> PROVIDED TEXT:

###

(656i) Context-Aware Representations from Deep Learning for Antibody Design | AIChE

(656i) Context-Aware Representations from Deep Learning for Antibody Design

Authors 

Mahajan, S. P. - Presenter, Johns Hopkins University
Gray, J. J., John Hopkins University
Protein-protein interactions drive most protein function including antigen recognition and neutralization, cell signaling, catalysis, etc. Designing proteins and antibodies to bind protein targets of interest such as the spike protein of the SARS-Cov2 or a protein receptor implicated in a disease is an important task in developing therapeutics and diagnostic tools. We formulate the protein interface design problem as the task of predicting the interfacial sequence of a protein binder given the sequence and structural context of the interface. For this task, we developed an equivariant graph neural network that learns residue-level representations at protein interfaces. Since the number of protein interfaces with solved structures is limited, we train our model to learn from all available structures and fine-tune on protein and antibody-antigen interfaces. The model generalizes residue representations from proteins to protein-protein and antibody-antigen interfaces learning context-aware representations. On a test set of 400 protein interfaces (non-redundant from training sets), our model recovers over 38% of the native interface sequence with an average maximum recovery of 66.7% per target. We further fine-tune the model on antibody-antigen interfaces. On a test set of over 70 antibody-antigen interfaces including single-domain antibodies (non-redundant from training sets), the model recovers 37.8% of the native interface with an average maximum recovery of 72.3% per target. Furthermore, for heavy chain hypervariable loops, H1, H2, H3, the model recovers 46.5%, 48.9% and 39.3% respectively. Our model presents a fast and context-aware approach to design proteins and antibodies in the context of their binding partners.

###

> INFORMATION SUPPLIED:
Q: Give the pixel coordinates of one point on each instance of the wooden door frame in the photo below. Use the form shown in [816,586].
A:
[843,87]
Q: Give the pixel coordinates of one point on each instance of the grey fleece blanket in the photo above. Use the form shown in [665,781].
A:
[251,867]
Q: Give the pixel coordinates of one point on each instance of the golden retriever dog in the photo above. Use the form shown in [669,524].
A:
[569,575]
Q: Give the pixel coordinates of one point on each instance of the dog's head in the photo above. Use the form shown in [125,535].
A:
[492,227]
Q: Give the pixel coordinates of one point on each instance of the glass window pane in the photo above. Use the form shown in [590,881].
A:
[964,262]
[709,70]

###

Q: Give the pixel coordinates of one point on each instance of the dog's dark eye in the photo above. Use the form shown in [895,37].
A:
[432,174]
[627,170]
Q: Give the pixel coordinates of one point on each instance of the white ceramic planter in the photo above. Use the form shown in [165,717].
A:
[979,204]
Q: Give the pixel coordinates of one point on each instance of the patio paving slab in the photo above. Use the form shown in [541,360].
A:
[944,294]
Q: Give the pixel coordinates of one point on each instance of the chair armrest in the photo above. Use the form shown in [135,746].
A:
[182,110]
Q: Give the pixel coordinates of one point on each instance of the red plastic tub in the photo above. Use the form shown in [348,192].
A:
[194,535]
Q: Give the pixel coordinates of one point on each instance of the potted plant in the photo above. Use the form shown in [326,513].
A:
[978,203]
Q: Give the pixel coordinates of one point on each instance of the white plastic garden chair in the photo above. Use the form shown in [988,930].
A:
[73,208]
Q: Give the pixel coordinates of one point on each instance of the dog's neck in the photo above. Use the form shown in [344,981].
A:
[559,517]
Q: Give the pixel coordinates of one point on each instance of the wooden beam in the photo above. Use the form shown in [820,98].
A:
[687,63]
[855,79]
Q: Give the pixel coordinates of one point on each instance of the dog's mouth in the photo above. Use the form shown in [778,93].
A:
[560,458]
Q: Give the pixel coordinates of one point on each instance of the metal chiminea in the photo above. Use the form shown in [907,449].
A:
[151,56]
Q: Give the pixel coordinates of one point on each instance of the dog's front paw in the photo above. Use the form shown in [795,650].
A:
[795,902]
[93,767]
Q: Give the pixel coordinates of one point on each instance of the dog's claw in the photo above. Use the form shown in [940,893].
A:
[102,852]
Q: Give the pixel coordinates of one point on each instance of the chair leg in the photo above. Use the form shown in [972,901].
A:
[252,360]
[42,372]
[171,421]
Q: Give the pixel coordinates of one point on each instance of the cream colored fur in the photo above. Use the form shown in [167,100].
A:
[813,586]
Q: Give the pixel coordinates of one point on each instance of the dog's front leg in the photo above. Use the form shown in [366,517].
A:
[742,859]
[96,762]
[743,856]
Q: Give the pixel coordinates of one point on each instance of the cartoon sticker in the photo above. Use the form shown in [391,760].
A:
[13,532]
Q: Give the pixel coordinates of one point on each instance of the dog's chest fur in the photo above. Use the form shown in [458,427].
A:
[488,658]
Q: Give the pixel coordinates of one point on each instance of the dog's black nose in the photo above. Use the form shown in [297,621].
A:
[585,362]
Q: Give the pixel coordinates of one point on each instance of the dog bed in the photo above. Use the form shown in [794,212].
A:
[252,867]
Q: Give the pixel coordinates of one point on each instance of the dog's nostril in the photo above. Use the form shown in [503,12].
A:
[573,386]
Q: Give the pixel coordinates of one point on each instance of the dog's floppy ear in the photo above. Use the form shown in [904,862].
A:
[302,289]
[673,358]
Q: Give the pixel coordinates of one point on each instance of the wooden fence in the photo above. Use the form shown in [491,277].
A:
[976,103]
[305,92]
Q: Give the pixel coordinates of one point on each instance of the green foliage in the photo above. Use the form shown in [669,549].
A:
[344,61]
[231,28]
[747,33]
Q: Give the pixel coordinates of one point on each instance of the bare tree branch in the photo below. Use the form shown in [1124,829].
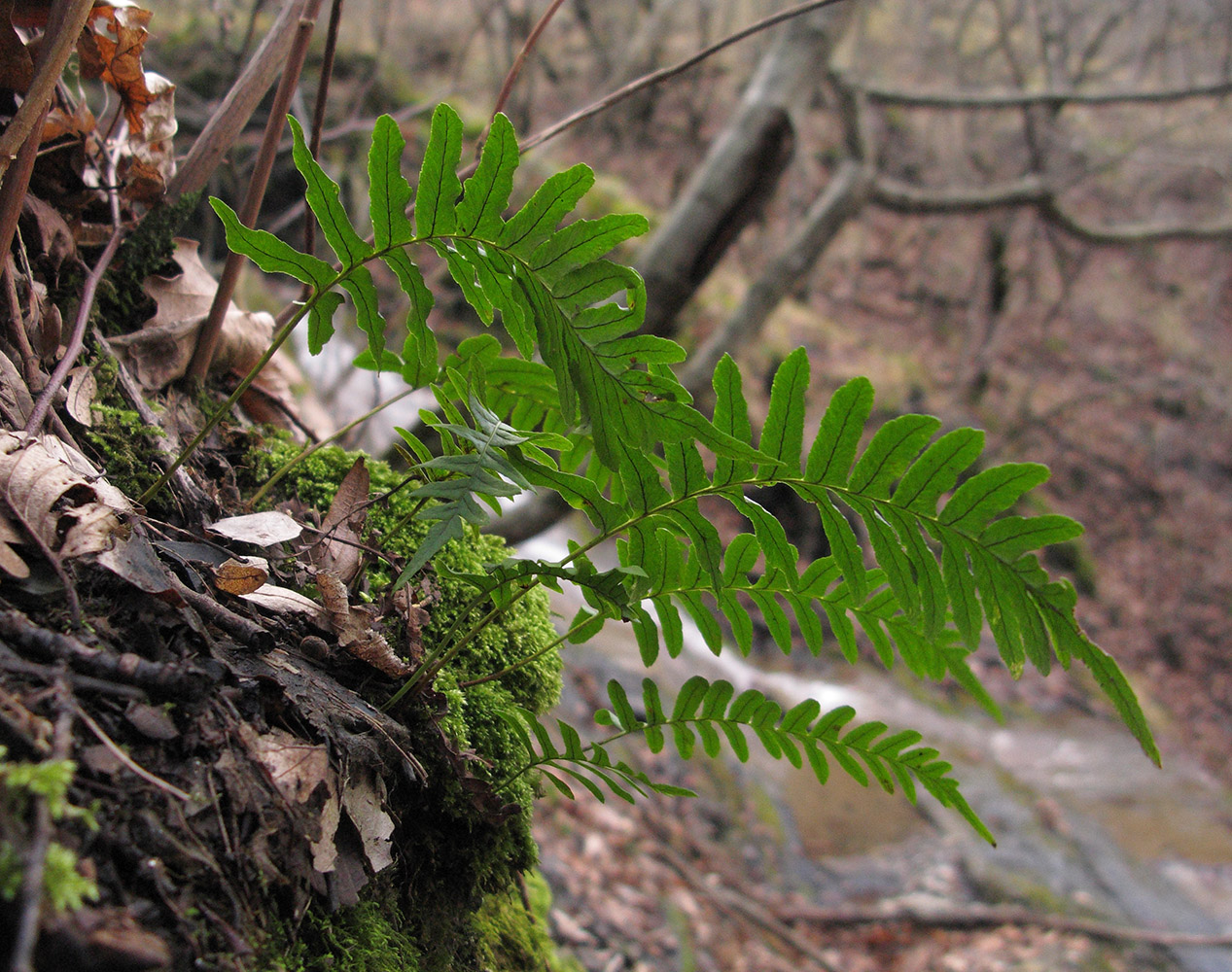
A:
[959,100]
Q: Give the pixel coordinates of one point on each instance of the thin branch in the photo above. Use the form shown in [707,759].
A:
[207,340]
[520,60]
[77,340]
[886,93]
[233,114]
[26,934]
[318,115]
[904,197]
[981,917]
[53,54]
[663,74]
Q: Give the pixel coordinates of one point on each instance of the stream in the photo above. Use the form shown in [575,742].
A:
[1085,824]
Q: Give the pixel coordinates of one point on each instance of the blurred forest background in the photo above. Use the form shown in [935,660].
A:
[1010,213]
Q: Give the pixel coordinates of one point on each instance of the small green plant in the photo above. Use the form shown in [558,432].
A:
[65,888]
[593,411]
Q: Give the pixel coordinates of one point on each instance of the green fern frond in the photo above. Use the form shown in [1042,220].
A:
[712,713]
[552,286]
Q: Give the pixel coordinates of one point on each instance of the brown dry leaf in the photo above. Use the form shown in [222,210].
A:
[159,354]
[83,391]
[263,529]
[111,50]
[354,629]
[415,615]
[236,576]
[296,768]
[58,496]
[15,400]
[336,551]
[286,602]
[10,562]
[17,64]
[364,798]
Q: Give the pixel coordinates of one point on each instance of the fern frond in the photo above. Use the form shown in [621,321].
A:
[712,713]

###

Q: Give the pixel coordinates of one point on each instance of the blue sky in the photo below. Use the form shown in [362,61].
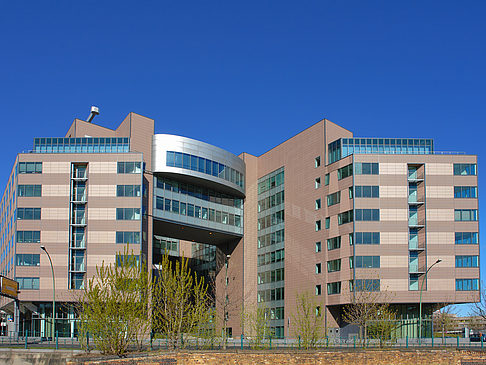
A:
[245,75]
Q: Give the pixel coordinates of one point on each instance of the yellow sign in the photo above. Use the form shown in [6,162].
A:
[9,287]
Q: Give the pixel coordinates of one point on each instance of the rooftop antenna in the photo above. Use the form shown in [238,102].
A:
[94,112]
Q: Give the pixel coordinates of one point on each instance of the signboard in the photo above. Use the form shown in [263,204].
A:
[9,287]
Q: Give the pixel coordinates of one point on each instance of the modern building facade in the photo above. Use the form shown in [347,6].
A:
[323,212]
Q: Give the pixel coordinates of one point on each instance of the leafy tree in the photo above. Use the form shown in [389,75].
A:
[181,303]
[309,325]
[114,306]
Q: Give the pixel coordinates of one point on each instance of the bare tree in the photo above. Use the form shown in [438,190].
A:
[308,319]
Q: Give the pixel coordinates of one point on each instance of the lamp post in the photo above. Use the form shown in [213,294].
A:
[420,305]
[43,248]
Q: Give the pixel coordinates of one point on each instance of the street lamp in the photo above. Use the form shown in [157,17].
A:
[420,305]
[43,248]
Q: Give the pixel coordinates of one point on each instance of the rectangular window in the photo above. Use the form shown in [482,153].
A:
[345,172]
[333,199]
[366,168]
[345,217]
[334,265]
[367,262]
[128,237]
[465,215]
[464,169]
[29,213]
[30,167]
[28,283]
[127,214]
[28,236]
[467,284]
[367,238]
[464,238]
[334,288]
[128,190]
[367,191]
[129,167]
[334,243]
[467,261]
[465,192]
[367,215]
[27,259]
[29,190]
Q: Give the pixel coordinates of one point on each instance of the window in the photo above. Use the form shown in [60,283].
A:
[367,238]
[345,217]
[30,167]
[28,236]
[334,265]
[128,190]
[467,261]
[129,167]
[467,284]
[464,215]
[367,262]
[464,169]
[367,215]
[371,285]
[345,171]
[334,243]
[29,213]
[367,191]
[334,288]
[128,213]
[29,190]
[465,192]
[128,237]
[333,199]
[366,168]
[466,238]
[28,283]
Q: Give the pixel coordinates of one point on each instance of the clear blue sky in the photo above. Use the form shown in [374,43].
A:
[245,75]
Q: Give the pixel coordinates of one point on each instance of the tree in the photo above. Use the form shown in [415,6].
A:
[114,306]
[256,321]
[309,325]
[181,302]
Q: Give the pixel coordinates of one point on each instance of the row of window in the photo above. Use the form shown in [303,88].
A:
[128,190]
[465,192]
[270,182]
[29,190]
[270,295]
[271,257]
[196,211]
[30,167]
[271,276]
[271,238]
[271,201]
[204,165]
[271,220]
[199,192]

###

> WHAT IS EXPECTED:
Answer from the antibody design abstract:
(a) How many protein interfaces are in the first test set?
(b) What average maximum recovery per target does the model reach on the antibody-antigen test set?
(c) What percentage does the model recover for the H2 loop?
The data has no connection to the text.

> TASK SOLUTION:
(a) 400
(b) 72.3%
(c) 48.9%